WRITTEN TASK -> Copy the lines in the rows below verbatim, starting at the line that contains "Query: deer ear" and ending at the line that contains "69L126 69L126 64L125", with both of those lines included.

◆ ◆ ◆

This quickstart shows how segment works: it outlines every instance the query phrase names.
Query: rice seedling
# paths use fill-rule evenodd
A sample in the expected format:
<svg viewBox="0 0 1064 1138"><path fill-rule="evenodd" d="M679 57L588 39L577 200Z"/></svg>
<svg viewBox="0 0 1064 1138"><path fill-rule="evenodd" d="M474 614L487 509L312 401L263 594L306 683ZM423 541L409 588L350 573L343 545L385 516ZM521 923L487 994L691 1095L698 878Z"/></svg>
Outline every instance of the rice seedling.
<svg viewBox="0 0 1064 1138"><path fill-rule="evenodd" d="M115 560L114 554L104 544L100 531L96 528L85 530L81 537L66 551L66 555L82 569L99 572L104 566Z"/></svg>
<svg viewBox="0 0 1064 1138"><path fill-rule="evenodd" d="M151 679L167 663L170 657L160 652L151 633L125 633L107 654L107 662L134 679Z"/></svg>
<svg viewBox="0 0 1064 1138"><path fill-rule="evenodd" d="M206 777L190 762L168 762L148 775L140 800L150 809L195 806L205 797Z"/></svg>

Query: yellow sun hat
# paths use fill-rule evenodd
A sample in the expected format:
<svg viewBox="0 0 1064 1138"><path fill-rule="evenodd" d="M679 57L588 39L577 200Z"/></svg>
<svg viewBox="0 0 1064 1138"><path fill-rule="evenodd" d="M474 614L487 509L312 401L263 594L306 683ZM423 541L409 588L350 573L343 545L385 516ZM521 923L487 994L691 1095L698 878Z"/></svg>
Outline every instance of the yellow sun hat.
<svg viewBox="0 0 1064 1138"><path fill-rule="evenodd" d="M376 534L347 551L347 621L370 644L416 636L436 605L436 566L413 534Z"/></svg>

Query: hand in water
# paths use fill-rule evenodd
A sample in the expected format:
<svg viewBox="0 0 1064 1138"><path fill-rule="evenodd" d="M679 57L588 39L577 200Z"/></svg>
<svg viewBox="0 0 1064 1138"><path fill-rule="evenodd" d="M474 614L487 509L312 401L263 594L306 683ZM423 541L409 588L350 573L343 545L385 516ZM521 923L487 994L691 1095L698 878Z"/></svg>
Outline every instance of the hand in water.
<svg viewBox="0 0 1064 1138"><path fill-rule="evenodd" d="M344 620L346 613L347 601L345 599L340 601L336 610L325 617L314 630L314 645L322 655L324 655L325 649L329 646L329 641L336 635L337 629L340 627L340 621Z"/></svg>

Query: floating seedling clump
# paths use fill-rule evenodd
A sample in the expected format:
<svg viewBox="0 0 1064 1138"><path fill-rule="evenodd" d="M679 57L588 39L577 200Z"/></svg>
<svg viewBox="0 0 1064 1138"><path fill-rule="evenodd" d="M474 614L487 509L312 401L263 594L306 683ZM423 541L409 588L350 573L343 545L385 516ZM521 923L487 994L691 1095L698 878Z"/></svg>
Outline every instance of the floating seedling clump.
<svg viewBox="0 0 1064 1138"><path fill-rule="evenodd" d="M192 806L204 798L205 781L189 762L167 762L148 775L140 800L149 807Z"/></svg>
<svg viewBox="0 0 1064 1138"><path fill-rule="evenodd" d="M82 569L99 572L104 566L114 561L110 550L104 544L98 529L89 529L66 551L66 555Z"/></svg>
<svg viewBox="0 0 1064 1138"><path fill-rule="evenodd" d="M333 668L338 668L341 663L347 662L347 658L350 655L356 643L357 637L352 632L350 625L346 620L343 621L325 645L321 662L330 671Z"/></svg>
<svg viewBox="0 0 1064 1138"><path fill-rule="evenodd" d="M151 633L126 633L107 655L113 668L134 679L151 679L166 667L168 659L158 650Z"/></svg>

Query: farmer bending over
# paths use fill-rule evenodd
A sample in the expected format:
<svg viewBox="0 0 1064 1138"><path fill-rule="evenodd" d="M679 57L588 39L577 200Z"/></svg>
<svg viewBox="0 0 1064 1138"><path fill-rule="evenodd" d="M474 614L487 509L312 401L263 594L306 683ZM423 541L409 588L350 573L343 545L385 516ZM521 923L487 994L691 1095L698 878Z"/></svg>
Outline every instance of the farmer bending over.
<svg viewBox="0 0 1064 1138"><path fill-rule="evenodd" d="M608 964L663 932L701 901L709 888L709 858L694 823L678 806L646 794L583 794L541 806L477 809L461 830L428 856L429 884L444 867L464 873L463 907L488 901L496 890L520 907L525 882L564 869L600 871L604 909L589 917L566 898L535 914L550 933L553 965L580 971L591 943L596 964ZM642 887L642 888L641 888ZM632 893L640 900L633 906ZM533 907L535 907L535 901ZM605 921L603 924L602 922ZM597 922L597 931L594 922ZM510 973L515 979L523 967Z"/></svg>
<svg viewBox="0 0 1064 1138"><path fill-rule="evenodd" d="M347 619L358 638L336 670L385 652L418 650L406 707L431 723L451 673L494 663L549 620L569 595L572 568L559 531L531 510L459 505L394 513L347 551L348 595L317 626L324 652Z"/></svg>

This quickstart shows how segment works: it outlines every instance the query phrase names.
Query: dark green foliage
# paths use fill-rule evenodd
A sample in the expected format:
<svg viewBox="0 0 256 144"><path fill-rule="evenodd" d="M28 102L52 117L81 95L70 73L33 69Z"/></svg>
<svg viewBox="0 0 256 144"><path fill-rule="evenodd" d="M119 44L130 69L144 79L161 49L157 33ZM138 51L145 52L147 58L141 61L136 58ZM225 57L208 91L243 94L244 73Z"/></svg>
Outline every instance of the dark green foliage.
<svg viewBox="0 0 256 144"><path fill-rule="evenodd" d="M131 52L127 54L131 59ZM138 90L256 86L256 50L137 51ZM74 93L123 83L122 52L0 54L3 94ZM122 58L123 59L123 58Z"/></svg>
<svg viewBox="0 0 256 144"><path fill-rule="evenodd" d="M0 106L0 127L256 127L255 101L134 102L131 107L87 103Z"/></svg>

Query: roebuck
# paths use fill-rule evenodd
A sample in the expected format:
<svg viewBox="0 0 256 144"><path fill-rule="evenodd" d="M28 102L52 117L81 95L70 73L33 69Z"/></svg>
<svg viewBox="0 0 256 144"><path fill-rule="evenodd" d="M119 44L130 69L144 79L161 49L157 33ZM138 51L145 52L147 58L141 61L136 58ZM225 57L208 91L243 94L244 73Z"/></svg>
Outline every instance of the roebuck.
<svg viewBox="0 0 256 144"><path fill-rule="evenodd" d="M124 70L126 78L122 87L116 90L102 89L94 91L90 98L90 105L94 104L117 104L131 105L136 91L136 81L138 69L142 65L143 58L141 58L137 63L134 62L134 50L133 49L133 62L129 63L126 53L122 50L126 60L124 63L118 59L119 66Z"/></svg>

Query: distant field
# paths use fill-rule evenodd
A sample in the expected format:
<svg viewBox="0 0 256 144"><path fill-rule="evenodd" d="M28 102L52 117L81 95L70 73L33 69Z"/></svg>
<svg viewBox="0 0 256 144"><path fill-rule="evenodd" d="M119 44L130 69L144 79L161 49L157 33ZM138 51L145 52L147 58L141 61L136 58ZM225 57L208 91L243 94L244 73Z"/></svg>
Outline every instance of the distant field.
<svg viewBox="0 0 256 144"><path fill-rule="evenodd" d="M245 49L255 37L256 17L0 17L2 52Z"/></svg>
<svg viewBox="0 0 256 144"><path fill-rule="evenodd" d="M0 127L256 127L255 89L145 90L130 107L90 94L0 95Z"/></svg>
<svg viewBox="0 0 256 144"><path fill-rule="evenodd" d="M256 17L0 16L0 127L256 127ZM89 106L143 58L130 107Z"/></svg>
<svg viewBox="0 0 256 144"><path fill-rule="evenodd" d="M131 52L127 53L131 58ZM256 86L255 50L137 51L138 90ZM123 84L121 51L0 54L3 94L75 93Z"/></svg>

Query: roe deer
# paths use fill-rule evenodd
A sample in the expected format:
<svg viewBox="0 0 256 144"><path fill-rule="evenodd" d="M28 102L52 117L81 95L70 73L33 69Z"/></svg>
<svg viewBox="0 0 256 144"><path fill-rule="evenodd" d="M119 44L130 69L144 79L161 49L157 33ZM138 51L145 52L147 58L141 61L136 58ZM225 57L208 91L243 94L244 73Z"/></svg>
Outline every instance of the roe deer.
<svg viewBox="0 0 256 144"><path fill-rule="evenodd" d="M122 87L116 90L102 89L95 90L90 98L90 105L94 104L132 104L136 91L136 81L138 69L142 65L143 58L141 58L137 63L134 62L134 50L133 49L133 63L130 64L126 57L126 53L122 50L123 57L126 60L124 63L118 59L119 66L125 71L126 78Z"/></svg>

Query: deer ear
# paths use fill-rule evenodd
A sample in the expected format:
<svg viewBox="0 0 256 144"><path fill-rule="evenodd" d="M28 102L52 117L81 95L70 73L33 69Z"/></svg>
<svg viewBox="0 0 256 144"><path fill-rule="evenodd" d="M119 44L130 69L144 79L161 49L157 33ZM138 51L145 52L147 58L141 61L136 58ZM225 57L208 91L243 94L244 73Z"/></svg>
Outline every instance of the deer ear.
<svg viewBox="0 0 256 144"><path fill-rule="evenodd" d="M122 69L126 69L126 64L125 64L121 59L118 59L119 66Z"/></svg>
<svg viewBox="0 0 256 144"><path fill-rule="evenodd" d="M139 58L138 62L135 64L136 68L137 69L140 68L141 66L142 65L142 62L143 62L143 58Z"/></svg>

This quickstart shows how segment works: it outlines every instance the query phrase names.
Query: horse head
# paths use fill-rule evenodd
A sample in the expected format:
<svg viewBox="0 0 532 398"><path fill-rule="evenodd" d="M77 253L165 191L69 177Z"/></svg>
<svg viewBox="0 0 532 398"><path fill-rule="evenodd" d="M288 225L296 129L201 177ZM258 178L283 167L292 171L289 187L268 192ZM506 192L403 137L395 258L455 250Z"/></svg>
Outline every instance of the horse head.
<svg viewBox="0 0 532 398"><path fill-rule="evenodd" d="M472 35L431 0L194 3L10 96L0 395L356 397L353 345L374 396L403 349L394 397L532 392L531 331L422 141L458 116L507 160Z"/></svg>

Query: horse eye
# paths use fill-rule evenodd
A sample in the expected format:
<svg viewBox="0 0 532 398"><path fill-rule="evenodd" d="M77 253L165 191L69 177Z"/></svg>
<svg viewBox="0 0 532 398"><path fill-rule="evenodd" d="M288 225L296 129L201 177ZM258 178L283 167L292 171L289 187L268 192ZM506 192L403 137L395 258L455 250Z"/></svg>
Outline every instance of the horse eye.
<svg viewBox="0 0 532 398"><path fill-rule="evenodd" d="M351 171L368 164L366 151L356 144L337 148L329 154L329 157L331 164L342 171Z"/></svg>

◆ ◆ ◆

REPLY TO THE EXERCISE ->
Query: deer ear
# paths use fill-rule evenodd
A sample in the expected format:
<svg viewBox="0 0 256 144"><path fill-rule="evenodd" d="M28 102L52 117L81 95L70 73L33 69Z"/></svg>
<svg viewBox="0 0 256 144"><path fill-rule="evenodd" d="M119 44L130 69L144 79L161 49L157 33ZM138 51L145 52L147 58L141 61L136 58ZM225 57L208 91L243 94L244 73Z"/></svg>
Outline every instance of the deer ear.
<svg viewBox="0 0 256 144"><path fill-rule="evenodd" d="M122 69L126 69L126 64L125 64L121 59L118 59L119 66Z"/></svg>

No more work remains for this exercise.